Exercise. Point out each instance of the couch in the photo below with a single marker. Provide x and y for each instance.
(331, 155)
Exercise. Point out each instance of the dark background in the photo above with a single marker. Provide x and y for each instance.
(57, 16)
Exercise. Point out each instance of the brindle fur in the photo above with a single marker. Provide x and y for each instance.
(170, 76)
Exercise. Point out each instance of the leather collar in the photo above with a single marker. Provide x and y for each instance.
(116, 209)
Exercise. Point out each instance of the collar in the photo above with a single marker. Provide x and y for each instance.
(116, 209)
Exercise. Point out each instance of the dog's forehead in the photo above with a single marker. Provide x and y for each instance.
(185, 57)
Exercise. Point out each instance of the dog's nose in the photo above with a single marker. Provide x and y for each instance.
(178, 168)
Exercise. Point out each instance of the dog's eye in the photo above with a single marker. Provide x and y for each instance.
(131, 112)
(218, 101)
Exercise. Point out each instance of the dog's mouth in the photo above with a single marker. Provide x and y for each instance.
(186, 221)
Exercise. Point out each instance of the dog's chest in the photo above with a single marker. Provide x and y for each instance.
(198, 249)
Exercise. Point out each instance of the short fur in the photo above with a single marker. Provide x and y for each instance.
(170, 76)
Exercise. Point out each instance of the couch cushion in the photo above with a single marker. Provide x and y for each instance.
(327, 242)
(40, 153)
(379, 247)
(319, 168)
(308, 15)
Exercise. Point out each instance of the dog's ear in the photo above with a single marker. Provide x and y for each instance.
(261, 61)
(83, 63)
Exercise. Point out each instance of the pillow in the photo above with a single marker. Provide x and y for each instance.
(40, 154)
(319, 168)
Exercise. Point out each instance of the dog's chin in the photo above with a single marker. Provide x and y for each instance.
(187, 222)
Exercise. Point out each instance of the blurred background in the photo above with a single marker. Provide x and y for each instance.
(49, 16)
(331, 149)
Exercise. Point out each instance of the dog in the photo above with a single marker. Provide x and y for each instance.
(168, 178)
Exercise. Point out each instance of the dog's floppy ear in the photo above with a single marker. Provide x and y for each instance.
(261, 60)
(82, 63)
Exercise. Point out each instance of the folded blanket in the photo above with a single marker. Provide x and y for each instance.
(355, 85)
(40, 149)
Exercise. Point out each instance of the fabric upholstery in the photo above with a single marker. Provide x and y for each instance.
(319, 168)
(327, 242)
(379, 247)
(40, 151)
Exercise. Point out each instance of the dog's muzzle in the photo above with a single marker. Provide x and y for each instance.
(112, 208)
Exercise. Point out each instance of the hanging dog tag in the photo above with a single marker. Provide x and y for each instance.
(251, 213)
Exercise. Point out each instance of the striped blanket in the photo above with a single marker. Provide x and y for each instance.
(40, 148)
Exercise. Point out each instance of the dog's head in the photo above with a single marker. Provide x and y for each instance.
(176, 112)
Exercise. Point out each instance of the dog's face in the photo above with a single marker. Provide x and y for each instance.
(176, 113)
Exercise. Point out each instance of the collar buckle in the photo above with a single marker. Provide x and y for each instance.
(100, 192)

○ ○ ○ ○ ○

• **Direction**
Copy everything from the line containing "Exercise. Point out each instance of the collar buckle" down to the end of the records, requests included, and multiply each point coordinate in the answers by 1.35, rounding to whole numbers with halves rounded up.

• **Finished exercise**
Exercise. Point out each instance of the collar buckle in the photo above with a single marker. Provide x and y for each instance.
(135, 259)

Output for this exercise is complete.